• [Extract to read]
◆ ◆ ◆
Commentary

The Second-Hand Smoke Charade

By Dominick T. Armentano
September 28, 1998

Smoking tobacco products over a long period of time may entail significant health risks. Acknowledging those risks, millions of Americans have quit smoking because they estimate that the possible costs exceed any possible benefits. That’s their right. Alternatively, millions of other Americans have voluntarily assumed the risks of smoking and they continue to puff away. And that’s their right, too.

Or is it? One of the important arguments for restricting smoking is that it can endanger innocent nonsmokers who inhale environmental tobacco smoke (ETS). Indeed, many states (led by California and Florida) have decided over the last few years to severely restrict smoking in commercial establishments on the basis of a 1993 Environmental Protection Agency report that classified ETS as a “Group A Carcinogen,” that is, as a significant risk to health.

It now turns out that the influential 1993 EPA report “Respiratory Health Effects of Passive Smoking: Lung Cancer and Other Disorders” was as phony as a three-dollar bill. State officials and private businesses that believed that ETS was a public health danger (and not just a nuisance) were completely misled by the EPA. And, of course, so was main street American public opinion.

Are those the views of a vast right-wing conspiracy? Hardly. They are the sober conclusions of a gutsy federal district court judge in North Carolina named William Osteen, whose recent ruling invalidated the very foundation of the EPA report. Judge Osteen’s views coincide with a Congressional Research Service analysis released in late 1995 that had serious reservations about the EPA report.


You don’t have to be a fan of smoking to agree that the EPA is a regulatory renegade spinning wildly out of control on this issue. Even several veteran career employees of the agency have gone public recently to protest its “junk science” and its irrational environmental zealotry.


Judge Osteen determined that the EPA had “cherry picked” its data and had grossly manipulated “scientific procedure and scientific norms” in order to rationalize the agency’s own preconceived conclusion that passive smoking caused 3,000 lung cancer deaths a year. In addition, Osteen ruled that the EPA had violated the Radon Act, which was the agency’s authority for disseminating its “de facto regulatory scheme” that intended to prohibit passive smoking. The agency responded, embarrassingly, with an ad hominem attack on the judge, not on the cold logic of his arguments.

As a result of the EPA report, many bans on smoking in public places have been introduced. One would think that any such ban would be based solidly on scientific studies of ETS exposure in public places. In fact, the EPA did not even evaluate the studies on smoking in public places. Instead, the EPA’s analysis was based on 11 U.S. studies that examined the risks of contracting lung cancer to nonsmoking spouses married to smokers, a different matter altogether. Yet none of the studies in the original sample reported a strong relative cancer risk associated with ETS.
◆ ◆ ◆
• [Supplied data]
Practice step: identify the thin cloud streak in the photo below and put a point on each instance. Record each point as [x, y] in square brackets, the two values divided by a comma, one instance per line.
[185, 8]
◆ ◆ ◆
• [Exercise directions]
Extend the second-hand smoke commentary, starting with the sentence that follows its final one.

• [Output below]
Still, the EPA was determined to prove that ETS was a serious carcinogen that justified stringent regulation. To do that, it simply set aside 19 of the original constellation of 30 ETS studies and then, defying all scientific standards, simply changed the “confidence levels” in the statistical analysis from 95 percent to 90 percent. When the highly manipulated smaller sample finally “confessed” that passive smoking was a health risk, the EPA proudly announced it had “proven” its preconceived conclusions.

And the sordid tale gets worse. The EPA chose to omit entirely from its analysis two recent U.S. ETS studies that had determined that passive smoking was NOT a statistically significant health risk. Worse for the EPA, including those studies with the “cherry-picked” 11 produces a result that shows no statistically significant health risks associated with passive smoking, even at reduced confidence levels. In short, even employing the EPA’s own corrupt methodology, ETS was simply not a “Group A Carcinogen,” as the agency had boldly asserted.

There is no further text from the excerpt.